▸ **Assigned task**
Print every line of the data exactly as shown.

▸ **Working data**
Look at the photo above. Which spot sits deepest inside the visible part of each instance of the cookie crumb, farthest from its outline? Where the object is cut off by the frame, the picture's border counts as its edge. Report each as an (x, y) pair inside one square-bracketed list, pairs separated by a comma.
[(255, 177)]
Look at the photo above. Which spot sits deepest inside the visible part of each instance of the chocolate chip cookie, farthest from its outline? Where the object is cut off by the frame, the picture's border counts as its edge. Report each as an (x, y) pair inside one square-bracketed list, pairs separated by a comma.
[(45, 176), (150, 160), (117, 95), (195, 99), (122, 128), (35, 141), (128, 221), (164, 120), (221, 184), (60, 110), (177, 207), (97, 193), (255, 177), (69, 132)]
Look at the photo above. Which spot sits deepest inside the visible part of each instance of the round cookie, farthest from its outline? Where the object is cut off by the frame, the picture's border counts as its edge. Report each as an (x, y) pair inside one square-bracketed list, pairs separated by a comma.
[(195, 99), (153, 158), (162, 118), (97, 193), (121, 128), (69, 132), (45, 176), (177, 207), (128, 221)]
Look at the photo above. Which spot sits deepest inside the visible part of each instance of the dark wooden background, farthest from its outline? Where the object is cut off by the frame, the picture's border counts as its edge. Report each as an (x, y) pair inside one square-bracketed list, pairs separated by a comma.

▸ **Reply to the task**
Look at the photo above. Which spot sits deepest inside the visible part of each instance of the cookie crumb, farthest from its outline? Where the object is cut off by the frame, the picture's border counts as its edge. Report each as an (x, y) pair inside one square-bracketed list, pairs separated by a comma.
[(255, 177)]
Look at the photo above. Which spot sits deepest inside the visible part of each instance of the chocolate chip cookie, farthest from its outline? Where the object is cut off by the frame, the picture's border counts as its edge. Report each as an (x, y) pair inside one square-bracketed list, pairs separated by a comma.
[(45, 176), (150, 160), (117, 95), (195, 99), (122, 128), (35, 141), (128, 221), (164, 120), (221, 184), (60, 110), (177, 207), (97, 193), (255, 177), (69, 132)]
Look at the photo above. Which spot sits deepest inside the visible part of each instance of the round cookie, farthest from its outline? Where the object is cut off by the frame, the picture's border counts as its edge. Report each as an (x, y) pair inside one square-bracketed list, pairs separated by a comma.
[(195, 99), (153, 158), (162, 118), (97, 193), (121, 128), (69, 132), (45, 176), (177, 207), (128, 221)]
Look at the photo above. Which spot sits deepest inside the visible part of each instance of the dark wooden background, farthest from its outline? Where the object is cut off by the frame, the picture's border counts as its edge. Report each as an (x, y) pair inside one square-bracketed list, pairs separated by a comma.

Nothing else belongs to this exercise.